## STUDY TEXT
Don’t Be Afraid to Ask for Help

Chances are that your friends or family have witnessed your battle with substance dependency first-hand. It could have even impacted their lives since addiction rarely only affects the substance-dependent person.

Asking for financial help from a friend or family member can be difficult. Many people will be resistant to this method due to feelings of guilt, shame, or fear. However, asking for help is not a sign of weakness or incompetence.

Tell your friend or family member that you’re looking to begin treatment but aren’t able to afford it on your own. They might be willing to help you cover the cost of your treatment plan. In fact, they may even be happy to see you taking initiative and seeking treatment.

Take Out a Loan

Take Out a Loan

Loans are another method of paying for rehab that many individuals won’t be enthusiastic about. Still, just like asking a friend or family member for help, there’s nothing to be ashamed of if you need to take out a loan. Loans aren’t just for cars, college, and real estate. It’s also possible to take out a loan to pay for rehab treatment.

If your credit score is too low to take out a loan or if you’re concerned about being able to pay it back, consider asking a family member for assistance with your loan options. They may have knowledge about loans that you didn’t consider or would recommend an appropriate financial institution. In some cases, they may be able to co-sign a loan with you, or they may offer to take out a loan for you. If you are still spending a significant amount of money on your drug of choice, investing in yourself with a loan for treatment can actually save you money.

(Data records)
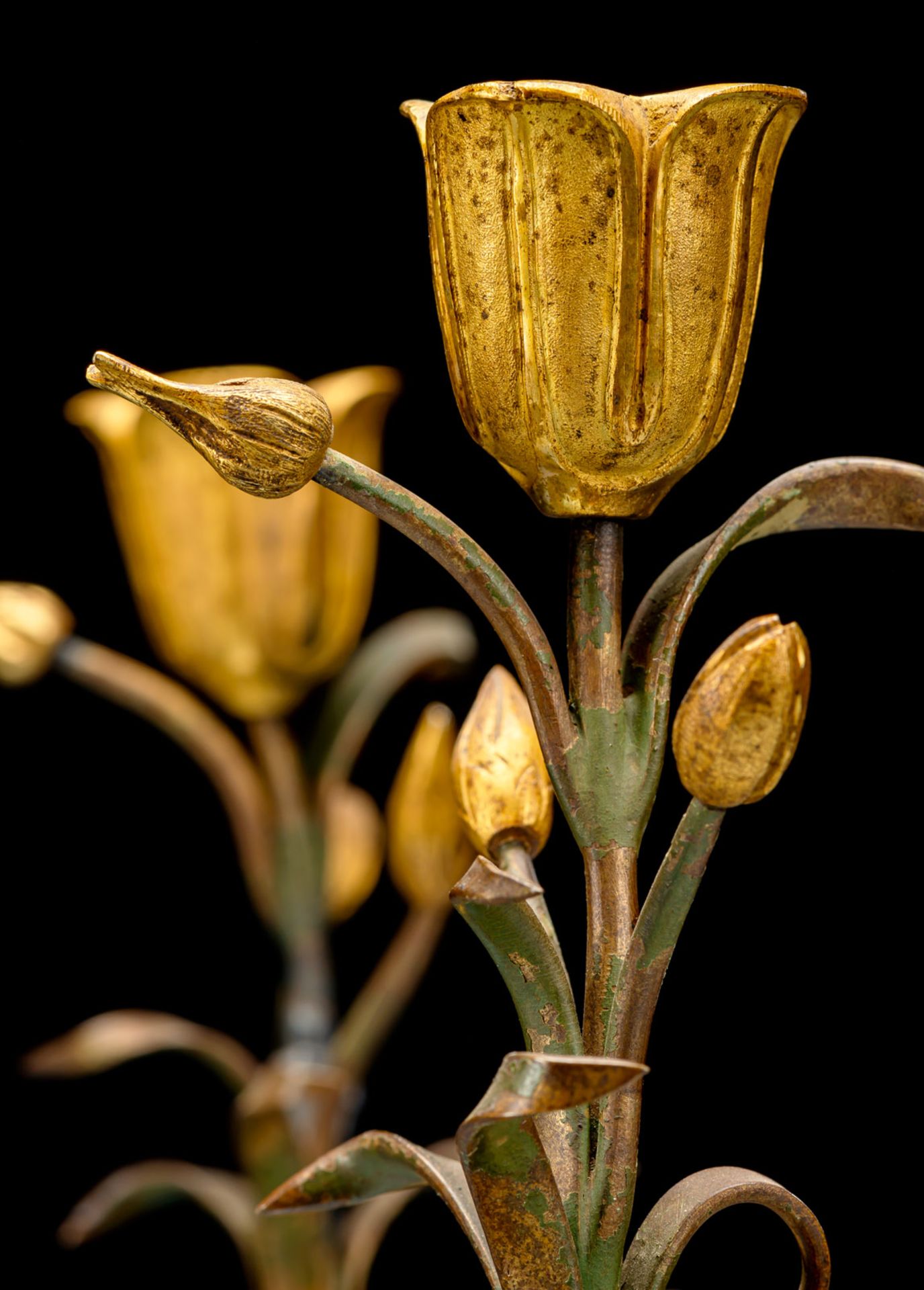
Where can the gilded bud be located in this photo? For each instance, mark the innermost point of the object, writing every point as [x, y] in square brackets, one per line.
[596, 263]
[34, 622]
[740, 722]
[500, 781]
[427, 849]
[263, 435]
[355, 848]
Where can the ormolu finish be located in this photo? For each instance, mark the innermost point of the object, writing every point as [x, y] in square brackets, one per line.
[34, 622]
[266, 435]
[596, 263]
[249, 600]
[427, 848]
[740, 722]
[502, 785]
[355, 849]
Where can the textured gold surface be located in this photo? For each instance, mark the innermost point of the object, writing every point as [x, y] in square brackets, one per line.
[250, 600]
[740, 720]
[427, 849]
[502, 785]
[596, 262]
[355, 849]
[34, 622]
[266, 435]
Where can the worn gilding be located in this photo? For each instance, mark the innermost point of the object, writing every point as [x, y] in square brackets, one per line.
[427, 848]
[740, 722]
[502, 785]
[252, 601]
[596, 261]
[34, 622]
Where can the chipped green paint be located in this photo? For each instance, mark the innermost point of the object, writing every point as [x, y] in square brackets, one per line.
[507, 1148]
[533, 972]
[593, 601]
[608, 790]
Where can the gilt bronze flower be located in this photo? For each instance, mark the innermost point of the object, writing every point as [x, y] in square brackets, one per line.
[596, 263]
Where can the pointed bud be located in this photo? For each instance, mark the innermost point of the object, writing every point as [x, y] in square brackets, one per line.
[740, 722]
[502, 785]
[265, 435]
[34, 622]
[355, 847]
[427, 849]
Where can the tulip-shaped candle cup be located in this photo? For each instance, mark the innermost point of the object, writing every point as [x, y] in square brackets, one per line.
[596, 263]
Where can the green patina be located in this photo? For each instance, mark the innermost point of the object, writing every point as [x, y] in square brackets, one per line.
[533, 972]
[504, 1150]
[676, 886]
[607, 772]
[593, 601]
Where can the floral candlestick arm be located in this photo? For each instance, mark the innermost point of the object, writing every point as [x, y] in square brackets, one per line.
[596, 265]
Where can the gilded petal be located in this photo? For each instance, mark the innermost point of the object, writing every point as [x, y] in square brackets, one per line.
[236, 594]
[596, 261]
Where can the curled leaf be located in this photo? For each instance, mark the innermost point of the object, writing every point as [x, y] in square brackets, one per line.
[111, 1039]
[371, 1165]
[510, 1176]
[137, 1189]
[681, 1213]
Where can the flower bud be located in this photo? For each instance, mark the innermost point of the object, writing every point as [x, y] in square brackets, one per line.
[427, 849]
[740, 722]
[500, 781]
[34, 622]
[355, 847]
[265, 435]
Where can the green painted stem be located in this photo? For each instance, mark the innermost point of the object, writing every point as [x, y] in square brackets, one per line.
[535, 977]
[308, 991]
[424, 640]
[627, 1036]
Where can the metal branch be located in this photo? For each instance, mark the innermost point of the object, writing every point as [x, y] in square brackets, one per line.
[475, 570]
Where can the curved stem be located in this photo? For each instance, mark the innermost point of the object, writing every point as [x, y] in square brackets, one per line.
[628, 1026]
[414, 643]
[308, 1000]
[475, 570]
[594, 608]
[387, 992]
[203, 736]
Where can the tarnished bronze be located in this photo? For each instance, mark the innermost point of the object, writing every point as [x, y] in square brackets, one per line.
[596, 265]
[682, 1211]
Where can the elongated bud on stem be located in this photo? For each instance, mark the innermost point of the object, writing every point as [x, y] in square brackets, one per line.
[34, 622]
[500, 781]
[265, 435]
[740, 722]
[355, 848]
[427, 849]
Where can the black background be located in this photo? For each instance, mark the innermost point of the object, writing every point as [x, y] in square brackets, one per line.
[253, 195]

## YOUR TASKS
(A) Copy the rehab-funding passage verbatim between "If your credit" and "save you money.", inclusive.
(B) According to the rehab-funding passage, besides rehab treatment, what three things does it say loans are for?
The items have no connection to the rehab-funding passage.

## SOLUTIONS TO THE EXERCISE
(A)
If your credit score is too low to take out a loan or if you’re concerned about being able to pay it back, consider asking a family member for assistance with your loan options. They may have knowledge about loans that you didn’t consider or would recommend an appropriate financial institution. In some cases, they may be able to co-sign a loan with you, or they may offer to take out a loan for you. If you are still spending a significant amount of money on your drug of choice, investing in yourself with a loan for treatment can actually save you money.

(B) Cars, college, and real estate.